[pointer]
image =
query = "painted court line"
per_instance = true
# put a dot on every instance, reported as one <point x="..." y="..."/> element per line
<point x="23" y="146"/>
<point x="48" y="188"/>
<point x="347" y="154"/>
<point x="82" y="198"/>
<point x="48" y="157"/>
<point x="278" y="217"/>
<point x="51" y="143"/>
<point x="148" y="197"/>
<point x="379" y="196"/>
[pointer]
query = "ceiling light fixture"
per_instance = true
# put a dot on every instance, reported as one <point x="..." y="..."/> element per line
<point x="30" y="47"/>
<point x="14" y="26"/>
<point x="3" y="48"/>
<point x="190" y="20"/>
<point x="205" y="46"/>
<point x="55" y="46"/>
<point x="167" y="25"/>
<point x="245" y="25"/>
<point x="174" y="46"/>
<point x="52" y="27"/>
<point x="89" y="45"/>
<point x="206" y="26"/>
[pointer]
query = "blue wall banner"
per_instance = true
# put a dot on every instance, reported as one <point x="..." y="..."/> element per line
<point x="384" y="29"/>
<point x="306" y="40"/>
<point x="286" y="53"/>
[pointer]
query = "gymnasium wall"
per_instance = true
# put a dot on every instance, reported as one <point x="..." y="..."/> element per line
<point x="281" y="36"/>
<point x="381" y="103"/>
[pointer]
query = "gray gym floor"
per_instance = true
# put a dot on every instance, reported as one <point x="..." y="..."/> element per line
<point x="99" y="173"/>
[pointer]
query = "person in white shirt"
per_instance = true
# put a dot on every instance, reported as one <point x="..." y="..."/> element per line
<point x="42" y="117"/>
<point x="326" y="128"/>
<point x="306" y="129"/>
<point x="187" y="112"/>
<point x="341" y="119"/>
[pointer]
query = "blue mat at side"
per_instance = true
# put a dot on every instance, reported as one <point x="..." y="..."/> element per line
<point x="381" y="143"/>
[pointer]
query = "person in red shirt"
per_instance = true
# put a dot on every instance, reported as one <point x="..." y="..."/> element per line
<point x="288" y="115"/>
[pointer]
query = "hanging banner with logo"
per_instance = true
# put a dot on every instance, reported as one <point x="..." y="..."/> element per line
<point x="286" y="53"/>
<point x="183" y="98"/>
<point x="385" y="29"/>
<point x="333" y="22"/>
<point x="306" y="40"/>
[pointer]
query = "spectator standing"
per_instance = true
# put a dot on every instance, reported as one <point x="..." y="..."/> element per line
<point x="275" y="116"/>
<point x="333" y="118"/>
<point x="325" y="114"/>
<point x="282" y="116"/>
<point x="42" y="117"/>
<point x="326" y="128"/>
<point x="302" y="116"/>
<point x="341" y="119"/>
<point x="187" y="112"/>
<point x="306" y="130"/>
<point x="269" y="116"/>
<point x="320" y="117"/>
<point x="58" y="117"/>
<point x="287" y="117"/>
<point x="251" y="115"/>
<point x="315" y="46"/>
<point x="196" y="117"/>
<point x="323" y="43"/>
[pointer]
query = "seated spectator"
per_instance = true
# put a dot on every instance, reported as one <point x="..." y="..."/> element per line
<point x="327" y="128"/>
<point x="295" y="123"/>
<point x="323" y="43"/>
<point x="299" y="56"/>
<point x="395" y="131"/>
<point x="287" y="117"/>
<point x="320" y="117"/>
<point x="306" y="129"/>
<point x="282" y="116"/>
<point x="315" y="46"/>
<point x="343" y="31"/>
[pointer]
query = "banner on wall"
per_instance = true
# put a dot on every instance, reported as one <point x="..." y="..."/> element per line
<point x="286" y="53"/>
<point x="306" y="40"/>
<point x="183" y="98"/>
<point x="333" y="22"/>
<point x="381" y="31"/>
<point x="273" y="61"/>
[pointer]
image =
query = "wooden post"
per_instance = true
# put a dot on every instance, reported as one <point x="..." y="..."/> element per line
=-=-=
EXERCISE REQUIREMENTS: Display each line of the listing above that contains the word "blue". Uppercase and lowercase count as different.

CORRECT ANSWER:
query = "blue wall banner"
query = "blue mat at side"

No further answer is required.